### Excerpted passage

--- Begin ---

# Hedgehog Ornaments



## OMGitsJenn (Sep 14, 2013)

I'm not sure where my boyfriend's mother got this ornament, but it is by far the cutest one on my tree. She wanted Eileen to have her own ornament on our tree this year :lol:


----------



## jazzhands (Nov 22, 2013)

I got one sort of like that at Michael's! They're super cute. Here is Henrik posing next to it


----------



## susiemccormick (Oct 15, 2013)

I got one last night at Pier One for $6


----------



## shetland (Sep 2, 2008)

Macys often has pretty ones too.


----------



## Nancy (Aug 22, 2008)

For those in Canada, The Bay has glass hedgie ornaments. Home Sense has straw ornaments as well as sparkly hedgies in dark brown and white. Canadian Tire once again has a twig ornament as does Pier 1. Each year Fabricland used to have a different type of twig ornaments but this year the one here doesn't but perhaps other locations do. 
:smile:


----------



## sweetergrrrl (May 5, 2009)

>_> <_<; the tag says Pier 1 Imports... My grandparents got me one from Sears though.


----------



## OMGitsJenn (Sep 14, 2013)

I'm aware it says Pier One, but she said that's not where she got it from.


----------

--- End ---

### Job 1
According to the hedgehog ornament thread, how much did susiemccormick pay for the ornament bought at Pier One?

### Task data
--- Begin ---

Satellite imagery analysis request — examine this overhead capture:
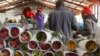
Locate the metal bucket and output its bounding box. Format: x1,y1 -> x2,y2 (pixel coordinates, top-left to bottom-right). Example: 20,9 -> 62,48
78,39 -> 97,52
34,31 -> 52,42
64,51 -> 78,56
0,27 -> 9,40
27,40 -> 39,50
19,31 -> 32,43
8,38 -> 20,49
51,38 -> 63,51
0,39 -> 6,50
76,48 -> 94,56
2,48 -> 14,56
66,40 -> 77,51
39,43 -> 51,51
43,51 -> 54,56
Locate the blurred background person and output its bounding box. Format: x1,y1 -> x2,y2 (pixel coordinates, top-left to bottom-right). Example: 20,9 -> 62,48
35,6 -> 44,30
48,0 -> 78,44
80,7 -> 98,39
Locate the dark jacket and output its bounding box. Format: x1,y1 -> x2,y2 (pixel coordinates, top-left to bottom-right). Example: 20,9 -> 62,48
81,14 -> 98,38
48,7 -> 77,38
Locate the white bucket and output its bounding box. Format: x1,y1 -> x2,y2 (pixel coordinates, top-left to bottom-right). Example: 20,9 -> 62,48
63,51 -> 78,56
27,40 -> 39,50
0,27 -> 9,40
65,40 -> 77,51
78,39 -> 97,52
34,30 -> 52,42
39,43 -> 51,51
2,48 -> 14,56
43,51 -> 54,56
8,38 -> 20,49
19,31 -> 32,43
0,39 -> 6,49
51,38 -> 63,51
76,48 -> 94,56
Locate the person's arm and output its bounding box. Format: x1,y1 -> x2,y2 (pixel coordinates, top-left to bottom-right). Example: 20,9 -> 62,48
81,20 -> 93,36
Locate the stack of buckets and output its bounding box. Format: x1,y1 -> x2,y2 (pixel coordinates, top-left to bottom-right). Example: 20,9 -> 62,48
0,24 -> 97,56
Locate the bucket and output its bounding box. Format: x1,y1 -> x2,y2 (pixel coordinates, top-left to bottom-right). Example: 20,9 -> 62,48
0,27 -> 9,40
78,39 -> 97,52
55,51 -> 64,56
13,50 -> 24,56
51,38 -> 63,51
43,51 -> 54,56
35,31 -> 52,42
19,31 -> 32,43
0,39 -> 6,49
2,48 -> 14,56
64,51 -> 78,56
32,50 -> 43,56
27,40 -> 39,50
76,48 -> 94,56
23,52 -> 32,56
9,27 -> 20,38
39,43 -> 51,51
20,43 -> 29,51
66,40 -> 77,51
8,38 -> 20,49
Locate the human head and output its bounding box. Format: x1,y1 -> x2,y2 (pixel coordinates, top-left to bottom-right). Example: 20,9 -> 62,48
56,0 -> 64,8
82,6 -> 92,16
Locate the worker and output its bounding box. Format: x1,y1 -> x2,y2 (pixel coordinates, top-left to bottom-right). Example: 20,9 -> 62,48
36,6 -> 44,30
22,6 -> 36,28
80,6 -> 98,39
48,0 -> 78,44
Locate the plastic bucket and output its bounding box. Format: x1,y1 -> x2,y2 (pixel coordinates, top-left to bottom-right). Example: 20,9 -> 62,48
0,27 -> 9,40
39,43 -> 51,51
27,40 -> 39,50
32,50 -> 43,56
64,51 -> 78,56
78,39 -> 97,52
76,48 -> 94,56
51,38 -> 63,51
43,51 -> 54,56
19,31 -> 32,43
2,48 -> 14,56
8,38 -> 20,49
13,50 -> 24,56
0,39 -> 6,49
66,40 -> 77,51
35,31 -> 52,42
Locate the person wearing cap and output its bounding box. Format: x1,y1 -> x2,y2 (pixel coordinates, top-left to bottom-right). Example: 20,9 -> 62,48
35,6 -> 44,30
21,6 -> 36,28
48,0 -> 78,44
80,6 -> 98,39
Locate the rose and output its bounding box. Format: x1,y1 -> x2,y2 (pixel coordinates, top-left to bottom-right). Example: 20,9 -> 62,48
11,27 -> 19,37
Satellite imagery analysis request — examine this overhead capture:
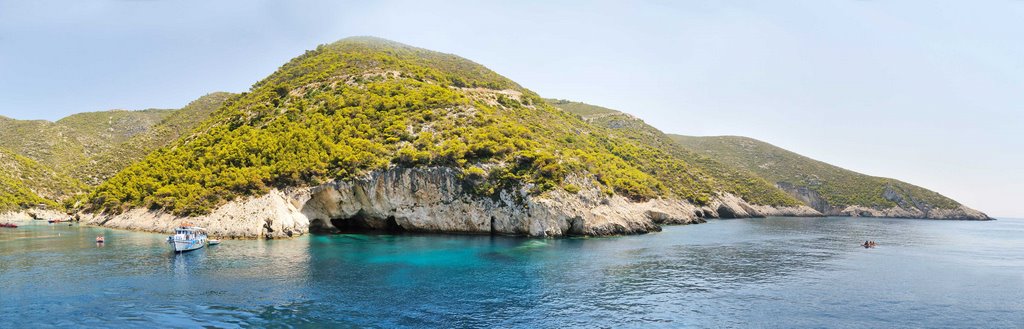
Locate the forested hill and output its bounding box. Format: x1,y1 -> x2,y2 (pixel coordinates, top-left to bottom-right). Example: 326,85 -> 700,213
545,99 -> 800,205
83,38 -> 794,215
0,148 -> 83,212
67,92 -> 234,186
546,99 -> 987,219
0,110 -> 173,170
672,135 -> 961,211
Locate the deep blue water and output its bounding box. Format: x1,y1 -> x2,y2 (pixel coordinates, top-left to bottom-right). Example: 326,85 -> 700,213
0,218 -> 1024,328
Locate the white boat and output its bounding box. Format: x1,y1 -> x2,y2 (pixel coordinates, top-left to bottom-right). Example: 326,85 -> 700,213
167,224 -> 207,252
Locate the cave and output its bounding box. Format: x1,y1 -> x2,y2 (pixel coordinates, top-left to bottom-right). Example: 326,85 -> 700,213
309,210 -> 406,234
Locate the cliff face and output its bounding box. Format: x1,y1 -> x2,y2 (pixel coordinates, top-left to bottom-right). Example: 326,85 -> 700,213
84,167 -> 821,239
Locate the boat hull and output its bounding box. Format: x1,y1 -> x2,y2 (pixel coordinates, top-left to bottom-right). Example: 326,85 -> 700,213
169,240 -> 206,252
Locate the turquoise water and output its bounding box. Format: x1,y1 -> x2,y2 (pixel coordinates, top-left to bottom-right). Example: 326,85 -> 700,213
0,218 -> 1024,328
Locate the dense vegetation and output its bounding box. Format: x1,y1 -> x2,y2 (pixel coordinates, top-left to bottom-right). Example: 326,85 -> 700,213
544,98 -> 623,120
545,99 -> 800,206
0,110 -> 173,172
67,92 -> 234,186
672,135 -> 959,209
89,38 -> 788,214
0,149 -> 83,212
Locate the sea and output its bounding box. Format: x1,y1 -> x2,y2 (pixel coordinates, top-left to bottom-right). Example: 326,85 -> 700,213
0,217 -> 1024,328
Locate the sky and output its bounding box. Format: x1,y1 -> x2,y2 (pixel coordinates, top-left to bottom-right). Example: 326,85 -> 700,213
0,0 -> 1024,217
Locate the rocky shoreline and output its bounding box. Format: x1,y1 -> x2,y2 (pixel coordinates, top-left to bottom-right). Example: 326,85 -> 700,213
49,168 -> 989,239
68,167 -> 822,239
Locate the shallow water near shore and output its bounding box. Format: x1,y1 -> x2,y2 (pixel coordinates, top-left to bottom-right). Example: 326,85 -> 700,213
0,218 -> 1024,328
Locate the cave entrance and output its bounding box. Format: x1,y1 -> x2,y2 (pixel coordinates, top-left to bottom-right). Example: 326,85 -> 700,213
331,210 -> 406,234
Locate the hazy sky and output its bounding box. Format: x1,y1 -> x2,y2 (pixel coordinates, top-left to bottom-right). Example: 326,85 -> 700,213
0,0 -> 1024,217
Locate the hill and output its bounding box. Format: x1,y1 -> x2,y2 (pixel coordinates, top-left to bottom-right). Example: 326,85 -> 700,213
0,149 -> 83,213
672,135 -> 988,219
68,92 -> 234,186
545,99 -> 801,206
79,38 -> 819,237
0,92 -> 233,186
0,110 -> 173,171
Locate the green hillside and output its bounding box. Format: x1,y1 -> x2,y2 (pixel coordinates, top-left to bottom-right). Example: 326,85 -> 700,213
0,149 -> 83,212
69,92 -> 234,186
83,38 -> 792,214
545,99 -> 800,206
672,135 -> 959,210
0,110 -> 173,172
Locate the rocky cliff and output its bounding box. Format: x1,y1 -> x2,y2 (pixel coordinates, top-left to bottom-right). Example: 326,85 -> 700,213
82,167 -> 821,239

--- End ---

### Job 2
Reproduce the rows from the line with "Locate the hill" through the end of the rows, substituting "grassy slope" for "green hillside" and leaving everything else unchanged.

### Full solution 1
$6

### Full solution 2
Locate the hill and output its bounding box. Format: x1,y1 -> x2,y2 (pixel coordinates, top-left to bottom-right). Example: 326,85 -> 700,213
0,149 -> 83,213
672,135 -> 988,219
68,92 -> 234,186
545,99 -> 801,206
79,38 -> 819,237
0,92 -> 233,186
0,110 -> 173,171
Locate the grassy slope and output its bounding box. Format: x1,y1 -> x2,y2 (pixel coordinates, top-left to bottom-right). Example: 326,85 -> 700,213
0,149 -> 83,212
69,92 -> 234,186
83,38 -> 792,214
545,99 -> 800,206
672,135 -> 959,210
0,110 -> 173,172
Locate the rocky cliff and output its bounding box. Format: x1,y1 -> x2,y2 (pixel coordinates, top-left to bottom-right). Example: 326,85 -> 700,213
82,167 -> 821,239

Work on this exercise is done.